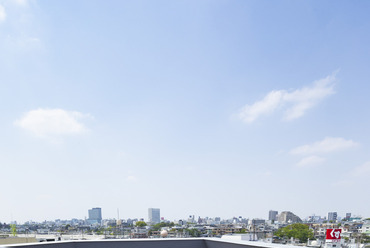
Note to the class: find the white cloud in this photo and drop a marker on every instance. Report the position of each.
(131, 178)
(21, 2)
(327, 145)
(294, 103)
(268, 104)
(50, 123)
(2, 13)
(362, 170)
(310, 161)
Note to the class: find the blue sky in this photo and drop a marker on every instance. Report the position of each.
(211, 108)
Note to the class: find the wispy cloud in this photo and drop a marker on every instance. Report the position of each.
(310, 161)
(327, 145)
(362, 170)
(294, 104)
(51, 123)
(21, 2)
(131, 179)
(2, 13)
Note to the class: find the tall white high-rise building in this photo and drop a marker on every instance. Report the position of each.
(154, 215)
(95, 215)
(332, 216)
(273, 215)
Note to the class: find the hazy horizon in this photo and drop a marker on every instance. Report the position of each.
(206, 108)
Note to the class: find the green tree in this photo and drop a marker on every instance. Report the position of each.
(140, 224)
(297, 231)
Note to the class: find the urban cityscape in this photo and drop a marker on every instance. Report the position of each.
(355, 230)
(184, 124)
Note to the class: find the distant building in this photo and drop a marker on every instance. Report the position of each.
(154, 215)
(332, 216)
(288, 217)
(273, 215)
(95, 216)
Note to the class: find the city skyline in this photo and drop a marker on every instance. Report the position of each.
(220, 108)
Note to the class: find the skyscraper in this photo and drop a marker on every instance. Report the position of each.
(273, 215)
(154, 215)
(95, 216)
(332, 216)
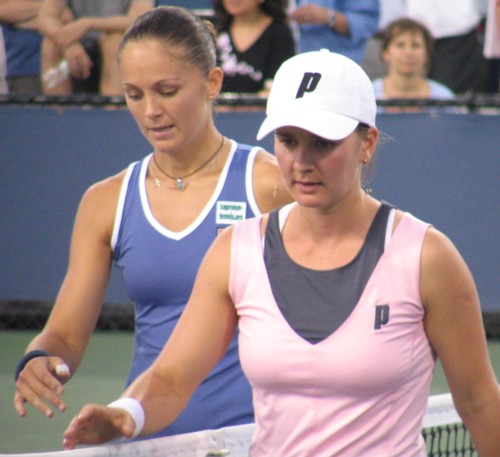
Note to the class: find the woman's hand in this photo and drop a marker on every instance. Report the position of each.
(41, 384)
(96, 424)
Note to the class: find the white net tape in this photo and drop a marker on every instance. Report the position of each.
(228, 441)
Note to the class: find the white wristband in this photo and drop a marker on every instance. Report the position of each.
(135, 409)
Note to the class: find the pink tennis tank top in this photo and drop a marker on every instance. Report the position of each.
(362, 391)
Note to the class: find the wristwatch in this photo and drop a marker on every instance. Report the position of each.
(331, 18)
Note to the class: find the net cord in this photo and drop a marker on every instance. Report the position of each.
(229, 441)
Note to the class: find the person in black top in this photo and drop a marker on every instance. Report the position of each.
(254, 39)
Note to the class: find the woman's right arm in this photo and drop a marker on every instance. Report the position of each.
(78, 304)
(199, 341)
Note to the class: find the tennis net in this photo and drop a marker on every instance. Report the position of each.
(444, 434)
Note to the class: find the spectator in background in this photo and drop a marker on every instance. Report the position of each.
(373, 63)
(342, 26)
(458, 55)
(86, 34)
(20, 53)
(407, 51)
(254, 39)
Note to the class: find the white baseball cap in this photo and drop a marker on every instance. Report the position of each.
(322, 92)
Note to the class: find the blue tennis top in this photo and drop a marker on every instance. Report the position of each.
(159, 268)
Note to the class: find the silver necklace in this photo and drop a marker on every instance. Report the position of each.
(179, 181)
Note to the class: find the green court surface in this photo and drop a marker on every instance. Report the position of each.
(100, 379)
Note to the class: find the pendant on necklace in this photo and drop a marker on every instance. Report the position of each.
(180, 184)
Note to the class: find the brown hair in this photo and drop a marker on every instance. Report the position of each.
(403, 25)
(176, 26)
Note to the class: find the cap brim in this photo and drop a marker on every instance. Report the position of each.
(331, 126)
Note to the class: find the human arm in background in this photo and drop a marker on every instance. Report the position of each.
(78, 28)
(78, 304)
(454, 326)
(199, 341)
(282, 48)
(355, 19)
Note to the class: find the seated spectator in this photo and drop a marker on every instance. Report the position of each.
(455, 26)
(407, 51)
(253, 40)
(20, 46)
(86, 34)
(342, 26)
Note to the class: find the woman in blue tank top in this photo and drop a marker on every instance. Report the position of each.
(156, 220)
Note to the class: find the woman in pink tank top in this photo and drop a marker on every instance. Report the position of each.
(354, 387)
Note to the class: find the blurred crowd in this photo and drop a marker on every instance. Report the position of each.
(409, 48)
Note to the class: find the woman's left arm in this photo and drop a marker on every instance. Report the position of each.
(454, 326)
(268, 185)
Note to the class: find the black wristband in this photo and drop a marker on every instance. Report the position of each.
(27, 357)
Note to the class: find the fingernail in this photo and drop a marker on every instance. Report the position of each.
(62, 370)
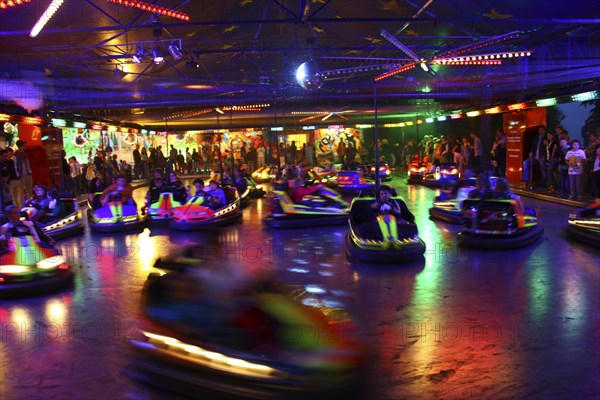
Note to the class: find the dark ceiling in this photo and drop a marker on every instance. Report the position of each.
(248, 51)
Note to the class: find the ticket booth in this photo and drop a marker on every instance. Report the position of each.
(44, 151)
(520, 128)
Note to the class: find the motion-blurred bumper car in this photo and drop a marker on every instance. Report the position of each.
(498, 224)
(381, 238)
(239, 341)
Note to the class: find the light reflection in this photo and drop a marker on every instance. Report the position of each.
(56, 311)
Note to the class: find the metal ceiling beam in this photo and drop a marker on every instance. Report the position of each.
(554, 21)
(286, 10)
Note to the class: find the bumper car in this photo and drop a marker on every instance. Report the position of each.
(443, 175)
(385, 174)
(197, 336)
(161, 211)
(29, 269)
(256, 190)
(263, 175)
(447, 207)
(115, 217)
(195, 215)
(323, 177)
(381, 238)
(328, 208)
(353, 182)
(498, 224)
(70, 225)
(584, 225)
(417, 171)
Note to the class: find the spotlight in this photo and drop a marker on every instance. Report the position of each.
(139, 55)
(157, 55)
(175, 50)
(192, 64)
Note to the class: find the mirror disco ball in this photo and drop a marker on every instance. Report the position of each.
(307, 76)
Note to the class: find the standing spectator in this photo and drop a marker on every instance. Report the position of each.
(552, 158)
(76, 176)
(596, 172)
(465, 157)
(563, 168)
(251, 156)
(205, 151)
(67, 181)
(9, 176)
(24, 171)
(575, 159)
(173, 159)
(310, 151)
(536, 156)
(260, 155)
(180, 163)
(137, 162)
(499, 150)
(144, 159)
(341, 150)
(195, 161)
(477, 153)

* * *

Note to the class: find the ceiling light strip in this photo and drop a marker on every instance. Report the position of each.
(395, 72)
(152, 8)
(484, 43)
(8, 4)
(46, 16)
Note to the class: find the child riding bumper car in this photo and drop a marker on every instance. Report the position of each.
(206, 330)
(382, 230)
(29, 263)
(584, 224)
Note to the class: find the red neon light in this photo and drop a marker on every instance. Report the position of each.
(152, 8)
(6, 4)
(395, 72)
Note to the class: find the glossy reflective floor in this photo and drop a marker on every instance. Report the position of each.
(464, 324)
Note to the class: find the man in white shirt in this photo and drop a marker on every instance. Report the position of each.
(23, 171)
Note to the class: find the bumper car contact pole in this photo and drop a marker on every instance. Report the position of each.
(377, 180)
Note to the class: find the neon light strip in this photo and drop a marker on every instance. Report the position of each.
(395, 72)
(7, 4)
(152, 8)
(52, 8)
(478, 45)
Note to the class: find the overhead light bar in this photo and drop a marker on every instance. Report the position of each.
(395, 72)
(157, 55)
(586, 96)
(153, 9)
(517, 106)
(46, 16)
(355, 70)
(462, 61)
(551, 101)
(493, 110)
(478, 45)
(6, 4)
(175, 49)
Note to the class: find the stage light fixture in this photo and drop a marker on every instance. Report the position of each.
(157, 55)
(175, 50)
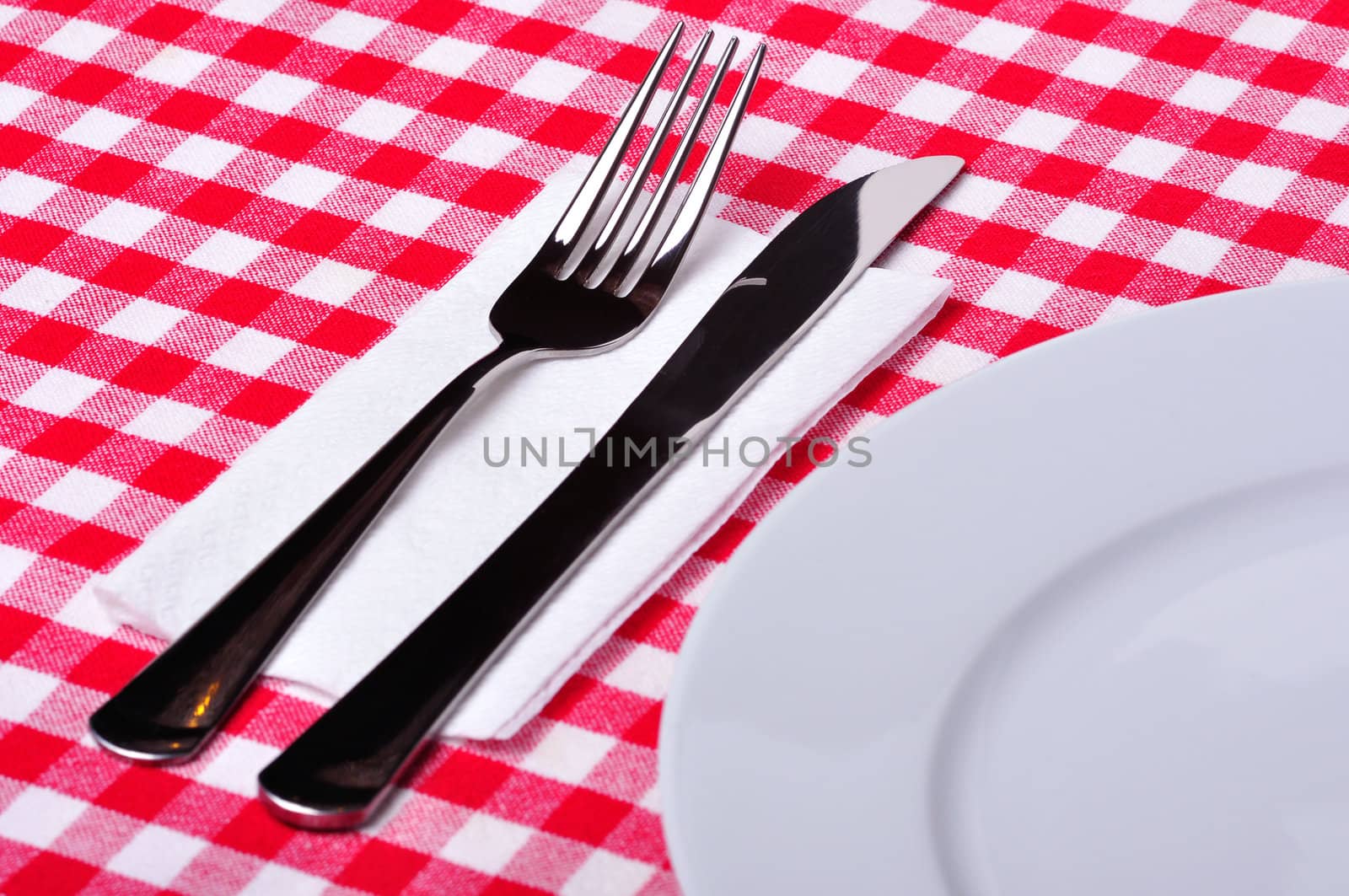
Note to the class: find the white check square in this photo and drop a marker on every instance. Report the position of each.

Your assignment =>
Keep to the lines above from the line with "Note to the class: find the bumper car contact" to the line with "Note to the class: find the white check", and set down exactly those, inclusive, with nothing else and every picture left out.

Response box =>
Note to the class: find the bumper car contact pole in this photo and drop a marker on every instance. Report the position of each.
(377, 180)
Note to the class: find the neon light strip in this photo and drop a marker on every instance. Report the position of each.
(395, 72)
(7, 4)
(152, 8)
(52, 8)
(478, 45)
Note to the class: find the overhead light bar in this photo and drop a marker on every instance. Report the position of each.
(395, 72)
(157, 55)
(586, 96)
(153, 9)
(517, 106)
(46, 16)
(355, 70)
(462, 61)
(551, 101)
(493, 110)
(478, 45)
(6, 4)
(175, 49)
Note to the class: find the stage light fixture in this photo and drop a marker on every instance. Report the position of each.
(157, 55)
(175, 50)
Note to the class: find the white check square in this photo and drop a marker on every instance. Report the position of each.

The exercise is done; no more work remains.